§ **Instructions for the task**
Copy the data verbatim, starting at the line that contains "target: dark shelf" and ending at the last line of the data, both included. Leave the pictures out of your answer.

§ **Stored entries**
..............................

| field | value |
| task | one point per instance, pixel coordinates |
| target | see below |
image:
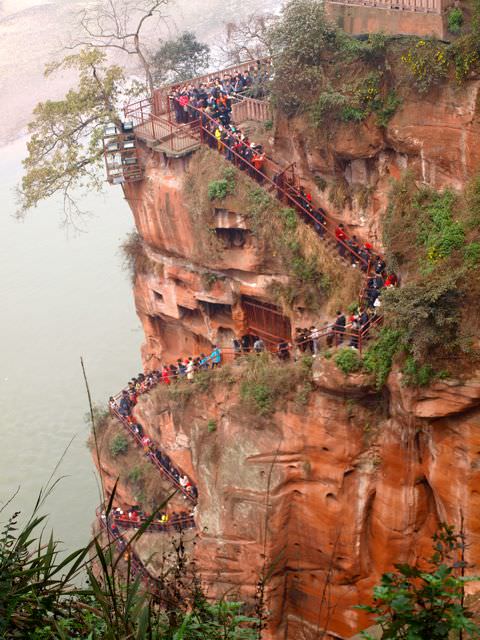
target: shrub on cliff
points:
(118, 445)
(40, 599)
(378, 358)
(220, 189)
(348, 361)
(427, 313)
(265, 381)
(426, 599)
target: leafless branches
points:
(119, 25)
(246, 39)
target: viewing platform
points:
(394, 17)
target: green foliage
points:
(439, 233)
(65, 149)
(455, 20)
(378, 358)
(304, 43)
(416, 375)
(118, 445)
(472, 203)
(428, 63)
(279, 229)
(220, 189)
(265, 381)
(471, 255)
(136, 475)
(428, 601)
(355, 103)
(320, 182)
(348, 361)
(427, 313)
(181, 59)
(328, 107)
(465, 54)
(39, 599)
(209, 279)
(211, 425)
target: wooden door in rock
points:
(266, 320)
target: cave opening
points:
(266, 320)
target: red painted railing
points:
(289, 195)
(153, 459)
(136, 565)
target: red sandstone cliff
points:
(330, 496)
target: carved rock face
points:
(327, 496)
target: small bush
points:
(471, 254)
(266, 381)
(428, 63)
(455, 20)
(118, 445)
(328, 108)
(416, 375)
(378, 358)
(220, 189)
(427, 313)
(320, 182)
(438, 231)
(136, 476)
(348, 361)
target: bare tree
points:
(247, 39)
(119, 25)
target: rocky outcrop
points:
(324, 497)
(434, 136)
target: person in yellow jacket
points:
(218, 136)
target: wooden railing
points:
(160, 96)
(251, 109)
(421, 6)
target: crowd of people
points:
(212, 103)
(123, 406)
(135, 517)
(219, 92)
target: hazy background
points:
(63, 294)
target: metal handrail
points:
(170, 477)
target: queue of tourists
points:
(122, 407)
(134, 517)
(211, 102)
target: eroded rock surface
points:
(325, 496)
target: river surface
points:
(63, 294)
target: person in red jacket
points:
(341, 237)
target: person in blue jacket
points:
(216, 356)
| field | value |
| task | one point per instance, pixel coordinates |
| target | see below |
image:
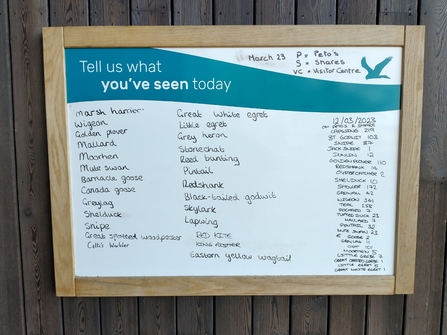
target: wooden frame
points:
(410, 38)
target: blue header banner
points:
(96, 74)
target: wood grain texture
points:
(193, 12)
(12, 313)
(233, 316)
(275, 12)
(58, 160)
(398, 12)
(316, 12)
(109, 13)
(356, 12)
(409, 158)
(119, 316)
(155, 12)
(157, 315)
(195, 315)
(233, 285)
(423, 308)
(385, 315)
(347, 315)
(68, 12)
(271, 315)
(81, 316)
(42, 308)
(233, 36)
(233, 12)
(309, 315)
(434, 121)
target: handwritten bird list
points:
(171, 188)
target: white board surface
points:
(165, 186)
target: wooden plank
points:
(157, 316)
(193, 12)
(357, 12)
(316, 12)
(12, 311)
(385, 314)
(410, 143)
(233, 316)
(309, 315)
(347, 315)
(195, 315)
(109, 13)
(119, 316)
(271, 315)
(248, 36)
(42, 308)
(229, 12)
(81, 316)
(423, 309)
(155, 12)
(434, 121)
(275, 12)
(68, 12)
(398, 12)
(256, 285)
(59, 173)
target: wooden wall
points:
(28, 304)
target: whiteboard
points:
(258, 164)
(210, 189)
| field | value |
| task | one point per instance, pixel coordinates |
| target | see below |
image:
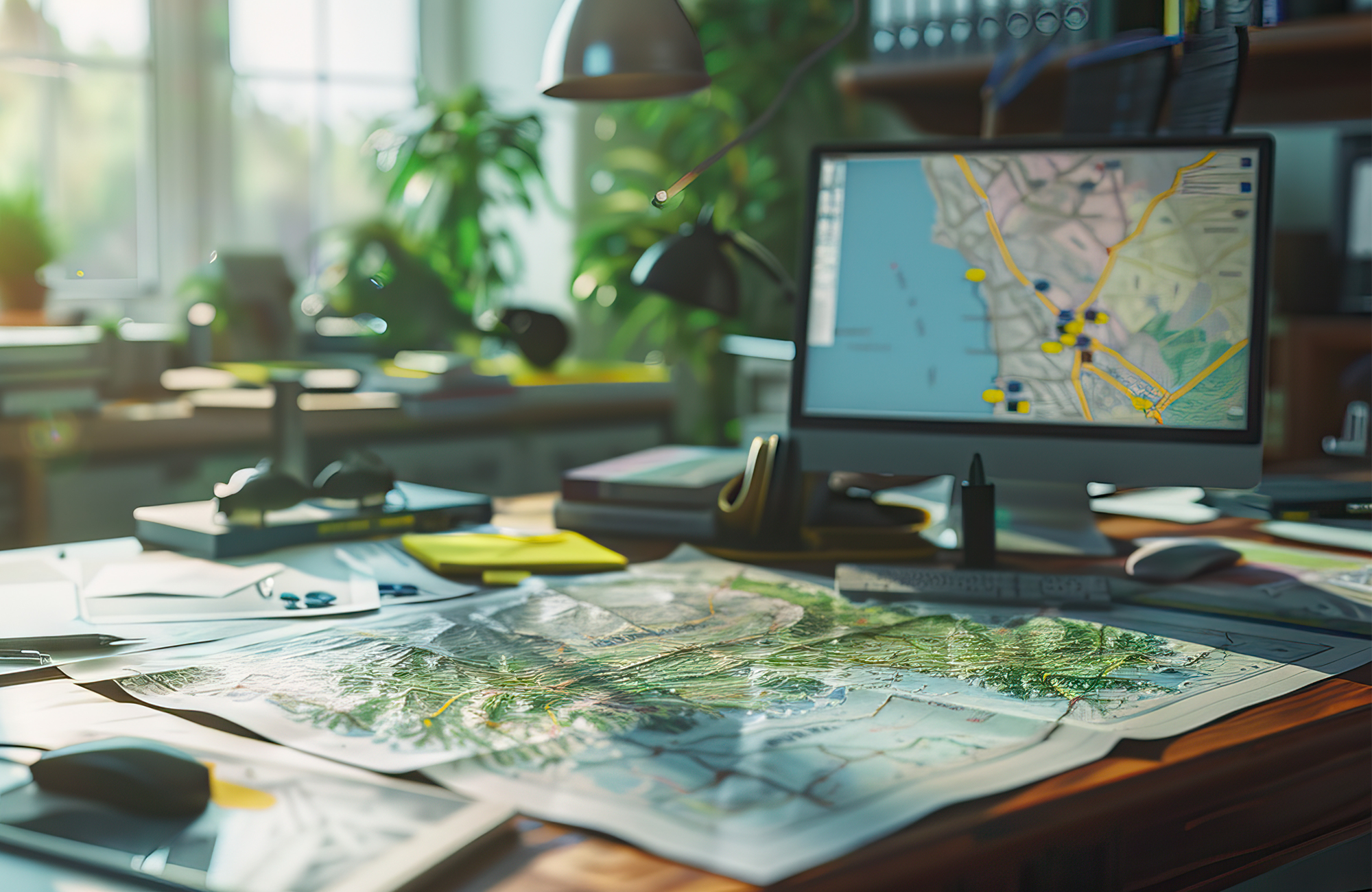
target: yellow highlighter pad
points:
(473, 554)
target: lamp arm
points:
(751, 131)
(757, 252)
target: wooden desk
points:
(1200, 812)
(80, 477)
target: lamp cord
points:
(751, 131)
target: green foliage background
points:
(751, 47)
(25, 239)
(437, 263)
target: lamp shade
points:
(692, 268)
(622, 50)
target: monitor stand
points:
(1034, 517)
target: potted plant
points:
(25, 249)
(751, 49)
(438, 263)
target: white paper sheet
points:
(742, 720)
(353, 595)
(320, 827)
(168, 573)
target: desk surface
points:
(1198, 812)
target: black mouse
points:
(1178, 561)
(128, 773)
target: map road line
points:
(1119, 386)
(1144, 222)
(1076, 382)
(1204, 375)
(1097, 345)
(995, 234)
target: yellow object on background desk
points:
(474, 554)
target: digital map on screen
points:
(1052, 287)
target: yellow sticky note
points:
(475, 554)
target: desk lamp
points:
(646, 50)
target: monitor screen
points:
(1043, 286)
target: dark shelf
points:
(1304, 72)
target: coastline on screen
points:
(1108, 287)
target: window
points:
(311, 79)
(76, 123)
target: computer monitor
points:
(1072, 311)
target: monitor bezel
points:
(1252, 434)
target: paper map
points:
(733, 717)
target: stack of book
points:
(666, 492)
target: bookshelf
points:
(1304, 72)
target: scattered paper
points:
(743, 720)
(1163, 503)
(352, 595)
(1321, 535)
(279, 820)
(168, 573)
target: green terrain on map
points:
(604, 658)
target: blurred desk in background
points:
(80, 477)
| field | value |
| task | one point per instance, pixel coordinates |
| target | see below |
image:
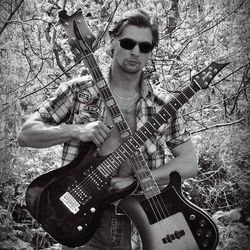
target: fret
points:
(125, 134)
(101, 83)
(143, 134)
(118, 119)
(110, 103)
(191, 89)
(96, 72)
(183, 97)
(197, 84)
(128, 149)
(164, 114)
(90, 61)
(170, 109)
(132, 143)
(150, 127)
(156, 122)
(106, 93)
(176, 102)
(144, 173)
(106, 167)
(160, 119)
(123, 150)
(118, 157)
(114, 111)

..............................

§ **Finished task**
target: dark shelf
points:
(1304, 72)
target: coastline on screen
points:
(1108, 287)
target: window
points:
(311, 79)
(76, 123)
target: computer monitor
points:
(1072, 311)
target: monitor bezel
points:
(1252, 434)
target: paper map
points:
(733, 717)
target: stack of book
points:
(666, 492)
target: bookshelf
points:
(1304, 72)
target: scattered paper
points:
(743, 720)
(1163, 503)
(352, 595)
(1321, 535)
(279, 820)
(168, 573)
target: green terrain on map
points:
(604, 658)
target: blurred desk in background
points:
(80, 477)
| field | value |
| task | one point per instance, pixel coordinates |
| target | see below |
image:
target: fret
points:
(125, 134)
(101, 83)
(143, 134)
(118, 119)
(110, 103)
(191, 89)
(96, 72)
(183, 97)
(197, 84)
(128, 149)
(164, 114)
(90, 61)
(170, 109)
(132, 143)
(150, 127)
(156, 122)
(106, 93)
(176, 102)
(144, 173)
(106, 167)
(160, 119)
(123, 150)
(118, 157)
(114, 111)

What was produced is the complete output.